(Excerto do documento)
Traumatismo penetrante dos vasos subclávios: revisão da literatura a propósito
de um caso clínico
INTRODUÇÃO
A lesão dos vasos subclávios constitui um desafio diagnóstico e terapêutico. O
seu difícil acesso anatómico e a sua baixa incidência contribuem para a pouca
experiência da maioria dos cirurgiões no seu tratamento e abordagem [1,2,3].
Em 3% dos traumatismos penetrantes do pescoço e tórax há lesão dos vasos
subclávios e em 20% dos casos, o envolvimento é arterial e venoso [2,4]. O
indivíduos mais frequentemente afetados são jovens do sexo masculino (20-40
anos)[3].
A mortalidade do traumatismo penetrante com lesão dos vasos subclávios atinge
os 60% em contexto pré-hospitalar e 5-30% de mortalidade cirúrgica [1,2].

Entradas do conjunto de dados
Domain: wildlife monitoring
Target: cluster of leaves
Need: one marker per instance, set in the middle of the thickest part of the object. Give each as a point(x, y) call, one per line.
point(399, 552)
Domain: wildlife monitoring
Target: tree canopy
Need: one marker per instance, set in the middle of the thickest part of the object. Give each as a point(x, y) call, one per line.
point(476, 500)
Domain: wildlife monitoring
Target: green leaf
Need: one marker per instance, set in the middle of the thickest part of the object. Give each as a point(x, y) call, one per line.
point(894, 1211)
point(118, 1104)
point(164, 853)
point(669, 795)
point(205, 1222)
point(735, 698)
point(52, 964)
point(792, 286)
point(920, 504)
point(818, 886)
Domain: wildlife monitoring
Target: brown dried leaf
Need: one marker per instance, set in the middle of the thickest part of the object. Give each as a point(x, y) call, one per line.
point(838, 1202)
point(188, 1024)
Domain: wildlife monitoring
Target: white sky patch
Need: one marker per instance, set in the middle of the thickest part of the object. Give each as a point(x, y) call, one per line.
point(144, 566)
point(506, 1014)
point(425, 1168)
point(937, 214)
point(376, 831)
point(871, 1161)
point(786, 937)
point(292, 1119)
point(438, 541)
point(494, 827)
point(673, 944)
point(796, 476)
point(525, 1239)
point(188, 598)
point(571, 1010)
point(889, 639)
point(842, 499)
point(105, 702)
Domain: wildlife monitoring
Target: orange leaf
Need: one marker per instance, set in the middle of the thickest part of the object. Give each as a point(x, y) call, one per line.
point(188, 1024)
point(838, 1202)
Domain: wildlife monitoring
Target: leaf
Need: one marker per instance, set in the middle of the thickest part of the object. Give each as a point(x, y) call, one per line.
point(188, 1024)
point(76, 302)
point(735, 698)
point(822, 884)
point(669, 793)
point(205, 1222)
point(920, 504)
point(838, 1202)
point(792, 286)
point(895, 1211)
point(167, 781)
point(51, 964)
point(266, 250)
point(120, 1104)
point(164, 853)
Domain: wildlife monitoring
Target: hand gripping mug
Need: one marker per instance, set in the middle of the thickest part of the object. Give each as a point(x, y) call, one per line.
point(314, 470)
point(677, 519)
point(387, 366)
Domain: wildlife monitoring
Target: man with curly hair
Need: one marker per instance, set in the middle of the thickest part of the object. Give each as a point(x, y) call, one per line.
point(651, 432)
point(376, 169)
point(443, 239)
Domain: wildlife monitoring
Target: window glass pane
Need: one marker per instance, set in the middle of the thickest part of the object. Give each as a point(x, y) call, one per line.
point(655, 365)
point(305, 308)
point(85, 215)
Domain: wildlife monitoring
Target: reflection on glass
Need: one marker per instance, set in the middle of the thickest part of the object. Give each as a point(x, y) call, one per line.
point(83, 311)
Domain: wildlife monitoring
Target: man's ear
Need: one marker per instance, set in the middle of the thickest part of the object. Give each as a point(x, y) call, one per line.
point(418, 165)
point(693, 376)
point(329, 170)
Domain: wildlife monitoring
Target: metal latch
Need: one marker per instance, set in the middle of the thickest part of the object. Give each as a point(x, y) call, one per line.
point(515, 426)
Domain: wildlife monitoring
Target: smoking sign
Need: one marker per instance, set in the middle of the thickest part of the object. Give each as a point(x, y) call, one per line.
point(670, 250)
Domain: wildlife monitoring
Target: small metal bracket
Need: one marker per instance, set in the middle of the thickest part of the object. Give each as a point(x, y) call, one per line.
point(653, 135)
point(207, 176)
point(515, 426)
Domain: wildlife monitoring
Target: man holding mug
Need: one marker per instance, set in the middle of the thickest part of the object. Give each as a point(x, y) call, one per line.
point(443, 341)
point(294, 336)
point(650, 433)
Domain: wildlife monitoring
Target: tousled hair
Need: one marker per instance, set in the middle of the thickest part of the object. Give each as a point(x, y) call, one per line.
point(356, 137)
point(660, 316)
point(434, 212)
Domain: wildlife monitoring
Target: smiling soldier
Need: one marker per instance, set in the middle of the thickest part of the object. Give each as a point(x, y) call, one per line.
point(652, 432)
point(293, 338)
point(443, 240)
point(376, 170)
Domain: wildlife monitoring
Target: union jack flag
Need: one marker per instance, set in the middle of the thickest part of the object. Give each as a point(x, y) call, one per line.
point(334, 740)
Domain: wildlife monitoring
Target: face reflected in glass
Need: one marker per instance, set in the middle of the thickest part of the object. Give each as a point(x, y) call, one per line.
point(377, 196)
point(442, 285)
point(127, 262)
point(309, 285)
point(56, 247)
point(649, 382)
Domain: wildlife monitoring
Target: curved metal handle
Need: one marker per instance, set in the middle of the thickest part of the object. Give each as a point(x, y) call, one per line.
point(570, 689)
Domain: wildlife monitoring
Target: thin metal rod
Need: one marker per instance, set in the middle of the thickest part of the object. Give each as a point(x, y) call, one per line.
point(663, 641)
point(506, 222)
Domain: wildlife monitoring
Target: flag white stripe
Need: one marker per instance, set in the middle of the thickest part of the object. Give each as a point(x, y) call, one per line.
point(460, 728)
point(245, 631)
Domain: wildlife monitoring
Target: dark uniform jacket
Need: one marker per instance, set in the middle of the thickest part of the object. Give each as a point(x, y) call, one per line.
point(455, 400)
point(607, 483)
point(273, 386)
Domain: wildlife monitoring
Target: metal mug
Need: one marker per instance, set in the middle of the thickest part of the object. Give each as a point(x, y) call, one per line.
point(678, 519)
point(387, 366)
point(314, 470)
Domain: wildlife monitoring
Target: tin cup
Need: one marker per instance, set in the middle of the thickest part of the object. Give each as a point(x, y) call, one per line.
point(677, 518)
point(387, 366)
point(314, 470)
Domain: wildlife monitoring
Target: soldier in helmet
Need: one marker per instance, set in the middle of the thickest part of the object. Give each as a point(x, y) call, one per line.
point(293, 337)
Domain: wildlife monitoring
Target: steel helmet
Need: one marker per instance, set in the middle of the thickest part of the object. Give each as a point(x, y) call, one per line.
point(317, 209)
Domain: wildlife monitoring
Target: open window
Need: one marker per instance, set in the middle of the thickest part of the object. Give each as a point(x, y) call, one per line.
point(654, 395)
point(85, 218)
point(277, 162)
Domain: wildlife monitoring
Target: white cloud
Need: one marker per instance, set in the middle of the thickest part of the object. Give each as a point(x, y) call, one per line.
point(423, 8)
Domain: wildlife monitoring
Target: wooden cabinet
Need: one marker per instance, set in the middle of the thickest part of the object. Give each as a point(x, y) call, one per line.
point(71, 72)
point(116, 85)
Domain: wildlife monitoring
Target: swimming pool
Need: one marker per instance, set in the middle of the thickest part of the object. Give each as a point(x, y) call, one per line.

(Exercício A)
Responda, com base no excerto sobre traumatismo dos vasos subclávios:
(i) Em que percentagem dos traumatismos penetrantes do pescoço e tórax há lesão dos vasos subclávios?
(ii) Quem são os indivíduos mais frequentemente afetados?
(iii) Que mortalidade atinge este traumatismo em contexto pré-hospitalar?
(Exercício B)
Dê seguimento ao excerto sobre traumatismo dos vasos subclávios, começando logo após a sua última frase.
As entradas não têm qualquer relação com o excerto sobre traumatismo dos vasos subclávios.

(Área de resposta A)
(i) Em 3%.
(ii) Jovens do sexo masculino, entre os 20 e os 40 anos.
(iii) 60%.

(Área de resposta B)
São fatores determinantes de sobrevivência o mecanismo de lesão, a rapidez de
acesso ao centro de trauma e o tipo de estruturas lesadas. A mortalidade
associada às lesões venosas é superior à das lesões arteriais (82 vs 60%),
devido à maior perda de volume sanguíneo e à embolização gasosa que lhe estão
associadas [1].
A eficiente exposição dos vasos subclávios é um fator determinante na adequada
e atempada reparação da lesão [1]. A abordagem transclavicular constitui uma
alternativa mais rápida de acesso aos vasos subclávios por comparação com as
toracotomias clássicas.
A propósito de um caso clínico de traumatismo penetrante da região
supraclavicular direita abordado por via transclavicular, os autores fazem uma
revisão bibliográfica sobre a abordagem cirúrgica das lesões penetrantes dos
vasos subclávios.
CASO CLÍNICO
Homem de 19 anos, vítima de agressão por arma branca que à entrada no Serviço
de Urgência apresentava 2 feridas: uma supraclavicular direita (Figura_1A) e
outra na face lateral do hemitórax direito. Encontrava-se normotenso,
taquicárdico e eupneico. Sem sinais de isquemia do membro superior, com pulso
radial palpável. Efetuou radiografia de tórax com evidência de pneumotórax.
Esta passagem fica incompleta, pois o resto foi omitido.